**Exercise aim**.
Edit the lines from the one with "Expected: a point inside each instance of the green" up to and including the one with "point(611, 563)" by changing "Target" to "Object" throughout, with everything else left as it is. Return only those lines.

**Data extract**.
——

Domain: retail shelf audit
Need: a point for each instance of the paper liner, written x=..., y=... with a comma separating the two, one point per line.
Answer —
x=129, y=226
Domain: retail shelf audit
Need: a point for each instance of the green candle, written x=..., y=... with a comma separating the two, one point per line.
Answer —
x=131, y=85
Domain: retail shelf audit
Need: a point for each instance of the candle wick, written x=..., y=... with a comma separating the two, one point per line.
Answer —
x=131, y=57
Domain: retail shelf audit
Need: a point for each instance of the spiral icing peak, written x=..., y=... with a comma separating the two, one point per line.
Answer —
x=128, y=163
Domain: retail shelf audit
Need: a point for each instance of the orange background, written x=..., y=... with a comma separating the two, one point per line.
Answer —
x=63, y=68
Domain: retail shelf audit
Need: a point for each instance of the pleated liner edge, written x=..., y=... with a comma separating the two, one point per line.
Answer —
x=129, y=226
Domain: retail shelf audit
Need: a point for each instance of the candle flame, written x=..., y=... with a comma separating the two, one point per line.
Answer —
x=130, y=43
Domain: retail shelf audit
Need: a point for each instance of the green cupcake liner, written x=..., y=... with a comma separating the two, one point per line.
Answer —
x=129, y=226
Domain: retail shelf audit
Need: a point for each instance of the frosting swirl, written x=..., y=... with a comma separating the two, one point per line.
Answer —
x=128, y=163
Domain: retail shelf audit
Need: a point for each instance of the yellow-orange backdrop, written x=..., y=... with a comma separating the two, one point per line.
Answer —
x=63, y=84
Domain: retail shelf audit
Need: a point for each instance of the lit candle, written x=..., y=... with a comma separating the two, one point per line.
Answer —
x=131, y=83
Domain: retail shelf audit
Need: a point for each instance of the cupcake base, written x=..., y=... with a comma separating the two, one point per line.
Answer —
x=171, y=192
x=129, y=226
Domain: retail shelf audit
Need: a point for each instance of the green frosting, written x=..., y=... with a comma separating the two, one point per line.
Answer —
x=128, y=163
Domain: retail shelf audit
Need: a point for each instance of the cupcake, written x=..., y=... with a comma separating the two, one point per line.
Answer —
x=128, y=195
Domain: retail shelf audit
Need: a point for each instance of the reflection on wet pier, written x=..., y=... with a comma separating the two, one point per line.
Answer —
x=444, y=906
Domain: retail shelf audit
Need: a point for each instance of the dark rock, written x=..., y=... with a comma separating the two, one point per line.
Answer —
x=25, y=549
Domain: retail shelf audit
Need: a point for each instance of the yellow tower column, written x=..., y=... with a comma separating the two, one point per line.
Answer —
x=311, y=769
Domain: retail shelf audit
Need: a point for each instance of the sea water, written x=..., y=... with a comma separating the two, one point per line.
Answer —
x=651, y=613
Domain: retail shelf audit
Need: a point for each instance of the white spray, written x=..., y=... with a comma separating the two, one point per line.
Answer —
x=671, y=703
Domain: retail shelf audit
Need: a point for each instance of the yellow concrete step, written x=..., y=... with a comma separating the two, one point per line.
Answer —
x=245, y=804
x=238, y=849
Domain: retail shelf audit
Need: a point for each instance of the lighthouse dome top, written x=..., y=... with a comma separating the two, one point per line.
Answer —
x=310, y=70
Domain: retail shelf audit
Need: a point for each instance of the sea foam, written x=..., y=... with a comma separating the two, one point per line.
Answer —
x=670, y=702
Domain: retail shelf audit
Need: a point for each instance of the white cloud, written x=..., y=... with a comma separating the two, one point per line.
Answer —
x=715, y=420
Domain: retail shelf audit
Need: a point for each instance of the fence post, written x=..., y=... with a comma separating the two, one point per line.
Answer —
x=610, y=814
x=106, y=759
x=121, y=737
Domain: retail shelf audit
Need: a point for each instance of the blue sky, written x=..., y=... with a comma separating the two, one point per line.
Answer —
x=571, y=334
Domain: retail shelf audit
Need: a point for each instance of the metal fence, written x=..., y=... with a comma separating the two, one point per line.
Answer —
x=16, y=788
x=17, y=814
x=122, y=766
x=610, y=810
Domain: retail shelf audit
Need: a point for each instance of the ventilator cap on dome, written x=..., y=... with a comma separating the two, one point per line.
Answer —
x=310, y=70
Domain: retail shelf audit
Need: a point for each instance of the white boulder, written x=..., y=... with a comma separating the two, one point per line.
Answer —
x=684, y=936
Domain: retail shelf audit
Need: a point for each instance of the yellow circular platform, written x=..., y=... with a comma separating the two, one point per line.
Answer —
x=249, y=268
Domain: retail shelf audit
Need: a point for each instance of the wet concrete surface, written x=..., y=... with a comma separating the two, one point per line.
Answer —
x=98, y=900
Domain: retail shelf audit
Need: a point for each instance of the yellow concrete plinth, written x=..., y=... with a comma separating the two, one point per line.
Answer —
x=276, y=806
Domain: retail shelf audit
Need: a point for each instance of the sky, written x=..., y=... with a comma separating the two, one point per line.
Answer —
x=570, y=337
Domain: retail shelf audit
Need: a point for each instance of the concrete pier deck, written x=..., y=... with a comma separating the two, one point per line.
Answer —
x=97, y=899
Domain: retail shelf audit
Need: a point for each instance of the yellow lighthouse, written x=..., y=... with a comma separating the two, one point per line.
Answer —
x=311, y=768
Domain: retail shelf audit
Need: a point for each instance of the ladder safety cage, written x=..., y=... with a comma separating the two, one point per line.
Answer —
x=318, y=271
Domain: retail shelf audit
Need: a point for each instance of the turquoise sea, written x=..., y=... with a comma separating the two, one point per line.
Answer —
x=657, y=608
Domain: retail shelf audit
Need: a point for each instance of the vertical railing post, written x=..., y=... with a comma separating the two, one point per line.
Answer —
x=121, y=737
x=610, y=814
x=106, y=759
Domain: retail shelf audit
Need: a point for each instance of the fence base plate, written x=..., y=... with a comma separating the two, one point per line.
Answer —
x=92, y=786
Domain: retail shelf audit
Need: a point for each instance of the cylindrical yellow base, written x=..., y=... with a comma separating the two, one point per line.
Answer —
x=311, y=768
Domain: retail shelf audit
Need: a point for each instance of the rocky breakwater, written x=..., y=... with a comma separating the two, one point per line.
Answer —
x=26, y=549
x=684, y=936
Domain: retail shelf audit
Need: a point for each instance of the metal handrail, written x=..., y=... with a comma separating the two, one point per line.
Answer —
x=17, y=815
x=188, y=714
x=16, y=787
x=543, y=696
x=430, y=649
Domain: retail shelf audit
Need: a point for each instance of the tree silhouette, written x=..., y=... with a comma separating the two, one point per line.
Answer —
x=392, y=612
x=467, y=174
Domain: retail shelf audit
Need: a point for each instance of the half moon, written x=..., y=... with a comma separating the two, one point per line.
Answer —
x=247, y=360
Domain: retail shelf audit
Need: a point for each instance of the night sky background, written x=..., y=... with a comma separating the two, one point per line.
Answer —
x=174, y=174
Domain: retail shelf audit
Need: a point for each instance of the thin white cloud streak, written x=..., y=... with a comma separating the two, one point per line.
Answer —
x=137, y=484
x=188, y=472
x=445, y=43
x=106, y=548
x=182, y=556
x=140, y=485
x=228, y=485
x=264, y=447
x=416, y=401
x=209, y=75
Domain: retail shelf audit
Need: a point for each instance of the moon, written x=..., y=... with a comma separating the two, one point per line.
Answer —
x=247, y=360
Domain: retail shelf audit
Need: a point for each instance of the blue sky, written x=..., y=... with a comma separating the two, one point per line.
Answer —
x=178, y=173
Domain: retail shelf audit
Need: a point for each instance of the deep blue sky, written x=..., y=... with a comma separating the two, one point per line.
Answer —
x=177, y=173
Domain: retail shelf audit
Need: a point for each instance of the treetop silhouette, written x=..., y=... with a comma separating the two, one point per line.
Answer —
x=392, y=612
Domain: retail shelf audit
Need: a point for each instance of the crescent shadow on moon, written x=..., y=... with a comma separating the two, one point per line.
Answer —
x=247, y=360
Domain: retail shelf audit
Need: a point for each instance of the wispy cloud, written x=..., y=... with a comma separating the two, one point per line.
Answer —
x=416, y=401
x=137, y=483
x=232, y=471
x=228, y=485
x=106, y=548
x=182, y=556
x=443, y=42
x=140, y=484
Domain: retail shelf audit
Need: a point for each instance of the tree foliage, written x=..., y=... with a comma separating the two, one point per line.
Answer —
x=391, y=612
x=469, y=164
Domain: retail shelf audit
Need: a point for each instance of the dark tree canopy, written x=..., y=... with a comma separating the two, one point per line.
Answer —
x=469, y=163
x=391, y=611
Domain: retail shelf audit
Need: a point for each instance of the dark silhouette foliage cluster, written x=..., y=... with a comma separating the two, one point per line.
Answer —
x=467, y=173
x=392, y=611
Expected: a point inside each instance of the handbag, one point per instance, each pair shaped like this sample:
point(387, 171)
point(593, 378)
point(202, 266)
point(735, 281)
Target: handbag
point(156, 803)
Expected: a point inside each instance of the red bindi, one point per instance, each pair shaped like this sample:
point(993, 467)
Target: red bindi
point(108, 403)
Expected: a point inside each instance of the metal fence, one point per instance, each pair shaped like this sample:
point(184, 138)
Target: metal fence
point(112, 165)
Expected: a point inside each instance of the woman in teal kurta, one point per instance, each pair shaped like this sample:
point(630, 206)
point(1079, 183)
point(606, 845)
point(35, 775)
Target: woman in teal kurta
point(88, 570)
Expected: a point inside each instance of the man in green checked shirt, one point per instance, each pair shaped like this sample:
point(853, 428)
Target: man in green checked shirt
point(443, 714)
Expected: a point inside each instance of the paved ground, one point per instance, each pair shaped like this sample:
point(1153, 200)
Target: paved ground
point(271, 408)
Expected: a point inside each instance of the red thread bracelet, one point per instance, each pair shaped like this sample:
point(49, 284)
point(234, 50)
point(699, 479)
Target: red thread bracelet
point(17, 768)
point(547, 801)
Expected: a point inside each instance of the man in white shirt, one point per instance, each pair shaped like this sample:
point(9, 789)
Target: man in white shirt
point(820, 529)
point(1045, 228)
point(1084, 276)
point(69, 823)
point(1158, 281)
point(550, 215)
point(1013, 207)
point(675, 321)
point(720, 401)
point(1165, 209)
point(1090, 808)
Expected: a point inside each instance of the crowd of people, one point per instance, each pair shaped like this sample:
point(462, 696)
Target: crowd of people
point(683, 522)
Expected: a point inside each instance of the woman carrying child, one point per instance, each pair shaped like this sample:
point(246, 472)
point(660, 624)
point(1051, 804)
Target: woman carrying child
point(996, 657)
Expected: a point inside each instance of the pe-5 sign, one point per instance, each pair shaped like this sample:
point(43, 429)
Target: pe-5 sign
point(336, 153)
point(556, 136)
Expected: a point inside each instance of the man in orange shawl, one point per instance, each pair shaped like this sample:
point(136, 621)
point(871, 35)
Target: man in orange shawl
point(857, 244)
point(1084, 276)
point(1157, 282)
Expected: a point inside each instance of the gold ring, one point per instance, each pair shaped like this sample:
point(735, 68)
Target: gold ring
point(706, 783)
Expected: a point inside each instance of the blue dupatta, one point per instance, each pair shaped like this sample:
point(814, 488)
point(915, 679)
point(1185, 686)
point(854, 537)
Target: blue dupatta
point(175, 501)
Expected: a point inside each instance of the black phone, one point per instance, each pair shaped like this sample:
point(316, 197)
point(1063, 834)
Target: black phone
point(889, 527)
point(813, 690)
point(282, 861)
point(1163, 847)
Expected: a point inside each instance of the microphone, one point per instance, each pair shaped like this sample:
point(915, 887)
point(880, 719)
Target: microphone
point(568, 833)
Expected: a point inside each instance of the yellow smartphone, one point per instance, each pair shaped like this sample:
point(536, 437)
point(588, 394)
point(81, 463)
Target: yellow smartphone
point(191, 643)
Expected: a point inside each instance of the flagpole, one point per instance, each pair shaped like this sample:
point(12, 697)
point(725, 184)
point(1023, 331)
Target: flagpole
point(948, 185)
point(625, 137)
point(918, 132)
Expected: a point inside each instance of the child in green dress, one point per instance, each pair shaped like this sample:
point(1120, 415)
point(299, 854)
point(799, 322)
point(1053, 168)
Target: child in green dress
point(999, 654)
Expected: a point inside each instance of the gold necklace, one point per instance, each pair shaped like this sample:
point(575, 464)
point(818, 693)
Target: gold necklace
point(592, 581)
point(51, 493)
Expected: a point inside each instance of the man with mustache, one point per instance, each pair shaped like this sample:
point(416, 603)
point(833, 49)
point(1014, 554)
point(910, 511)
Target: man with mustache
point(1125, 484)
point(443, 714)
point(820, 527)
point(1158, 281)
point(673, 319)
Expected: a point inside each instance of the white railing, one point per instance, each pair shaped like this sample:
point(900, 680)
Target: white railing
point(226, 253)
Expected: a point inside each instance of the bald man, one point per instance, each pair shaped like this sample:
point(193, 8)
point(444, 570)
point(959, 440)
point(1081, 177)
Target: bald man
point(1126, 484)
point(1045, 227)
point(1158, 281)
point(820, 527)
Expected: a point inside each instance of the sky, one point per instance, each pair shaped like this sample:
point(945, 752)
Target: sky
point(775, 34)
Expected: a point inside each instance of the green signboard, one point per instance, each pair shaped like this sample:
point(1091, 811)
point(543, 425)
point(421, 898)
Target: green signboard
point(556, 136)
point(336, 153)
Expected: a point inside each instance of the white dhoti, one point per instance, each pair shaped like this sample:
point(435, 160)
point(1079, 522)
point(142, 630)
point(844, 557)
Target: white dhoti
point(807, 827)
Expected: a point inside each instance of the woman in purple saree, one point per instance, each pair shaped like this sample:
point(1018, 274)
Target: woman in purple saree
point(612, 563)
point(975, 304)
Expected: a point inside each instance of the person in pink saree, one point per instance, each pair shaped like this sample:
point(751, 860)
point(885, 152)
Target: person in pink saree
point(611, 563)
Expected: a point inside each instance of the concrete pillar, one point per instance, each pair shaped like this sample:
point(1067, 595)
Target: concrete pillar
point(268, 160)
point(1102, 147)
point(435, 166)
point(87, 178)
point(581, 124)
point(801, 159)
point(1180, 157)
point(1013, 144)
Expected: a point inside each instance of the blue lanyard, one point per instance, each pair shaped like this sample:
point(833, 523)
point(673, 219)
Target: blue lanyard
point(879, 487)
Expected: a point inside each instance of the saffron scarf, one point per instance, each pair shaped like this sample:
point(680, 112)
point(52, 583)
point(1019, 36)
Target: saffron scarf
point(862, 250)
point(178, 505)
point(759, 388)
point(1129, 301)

——

**Response for this exercise**.
Expected: a point inside each instance of the green signboard, one point per instance, each pair shaped like this sample:
point(1091, 811)
point(543, 425)
point(421, 898)
Object: green signboard
point(556, 136)
point(336, 153)
Expected: a point inside each instance of the white dhoti, one point per instance, each pair shaped like this sample:
point(435, 160)
point(1079, 522)
point(142, 630)
point(844, 557)
Object: white dhoti
point(807, 827)
Expected: a point inside each instance of the woman in purple saree, one point per instance, each pair shaped like this sample:
point(1018, 274)
Object: woman in purple saree
point(612, 563)
point(975, 304)
Expected: a point inside each instance of the person in pink saree, one point per instance, each pair shaped like this sample:
point(751, 860)
point(885, 152)
Object: person in pink saree
point(611, 563)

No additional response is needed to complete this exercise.